TASK BRIEF:
Print the data that follows exactly.

[Dataset entries]
=-=-=
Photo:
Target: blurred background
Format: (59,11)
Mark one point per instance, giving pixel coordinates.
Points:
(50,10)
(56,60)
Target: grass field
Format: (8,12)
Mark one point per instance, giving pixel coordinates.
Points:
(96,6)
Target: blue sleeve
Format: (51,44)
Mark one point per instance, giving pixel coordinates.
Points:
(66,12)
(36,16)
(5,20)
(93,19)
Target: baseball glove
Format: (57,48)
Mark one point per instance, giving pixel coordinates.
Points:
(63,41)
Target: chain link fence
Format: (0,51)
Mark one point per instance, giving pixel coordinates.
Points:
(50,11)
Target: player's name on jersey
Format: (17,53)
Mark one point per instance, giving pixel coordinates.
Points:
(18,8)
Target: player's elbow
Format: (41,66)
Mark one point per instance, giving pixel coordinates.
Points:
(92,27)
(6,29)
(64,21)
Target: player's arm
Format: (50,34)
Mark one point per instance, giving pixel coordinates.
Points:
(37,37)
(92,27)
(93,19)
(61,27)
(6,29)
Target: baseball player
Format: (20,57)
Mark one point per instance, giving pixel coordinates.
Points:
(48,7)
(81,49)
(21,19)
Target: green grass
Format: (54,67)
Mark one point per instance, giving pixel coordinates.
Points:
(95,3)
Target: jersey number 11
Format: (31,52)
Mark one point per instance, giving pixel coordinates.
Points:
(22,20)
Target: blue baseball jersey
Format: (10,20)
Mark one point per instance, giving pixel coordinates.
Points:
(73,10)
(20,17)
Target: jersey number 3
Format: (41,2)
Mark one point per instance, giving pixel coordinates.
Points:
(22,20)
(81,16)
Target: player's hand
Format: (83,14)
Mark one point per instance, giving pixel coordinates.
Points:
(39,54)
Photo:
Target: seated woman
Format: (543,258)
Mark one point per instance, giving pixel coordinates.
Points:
=-=-=
TASK RESPONSE:
Photo:
Target: blurred background
Format: (59,11)
Mark one point per instance, giving pixel coordinates.
Points:
(50,10)
(56,60)
Target: grass field
Format: (8,12)
Mark one point per instance, giving pixel coordinates.
Points:
(96,6)
Target: blue sleeve
Format: (51,44)
Mark one point per instance, giving pixel coordinates.
Points:
(66,12)
(36,16)
(5,20)
(93,19)
Target: baseball glove
Format: (57,48)
Mark one point per instance, giving pixel coordinates.
Points:
(63,41)
Target: chain link fence
Format: (0,51)
Mark one point per instance, giving pixel coordinates.
Points:
(50,11)
Target: player's name on jersey
Format: (17,53)
Mark one point per instance, giving pixel coordinates.
Points:
(18,8)
Target: player's elbow
Format: (41,66)
Mark one point per instance, giving pixel coordinates.
Points:
(92,27)
(6,29)
(64,21)
Target: player's arm
Format: (50,34)
Mark one point per instance, giving pixel coordinates.
Points:
(37,37)
(92,27)
(93,19)
(61,27)
(6,29)
Target: baseball player
Format: (20,57)
Mark one point per instance, giving pixel coordinates.
Points:
(48,7)
(81,49)
(21,19)
Target: green grass
Format: (54,67)
Mark one point per instance, giving pixel coordinates.
Points:
(95,3)
Target: jersey number 11
Format: (31,52)
Mark one point per instance, giving pixel coordinates.
Points:
(22,20)
Target: blue baseball jersey
Format: (10,20)
Mark one point per instance, giving pixel coordinates.
Points:
(73,10)
(20,17)
Target: jersey number 3
Format: (41,2)
Mark one point per instance, giving pixel coordinates.
Points:
(22,20)
(81,16)
Target: player's hand
Format: (83,14)
Mark one point per instance, giving pixel coordinates.
Points:
(39,54)
Photo:
Target: seated woman
Format: (543,258)
Mark one point per instance, giving pixel coordinates.
Points:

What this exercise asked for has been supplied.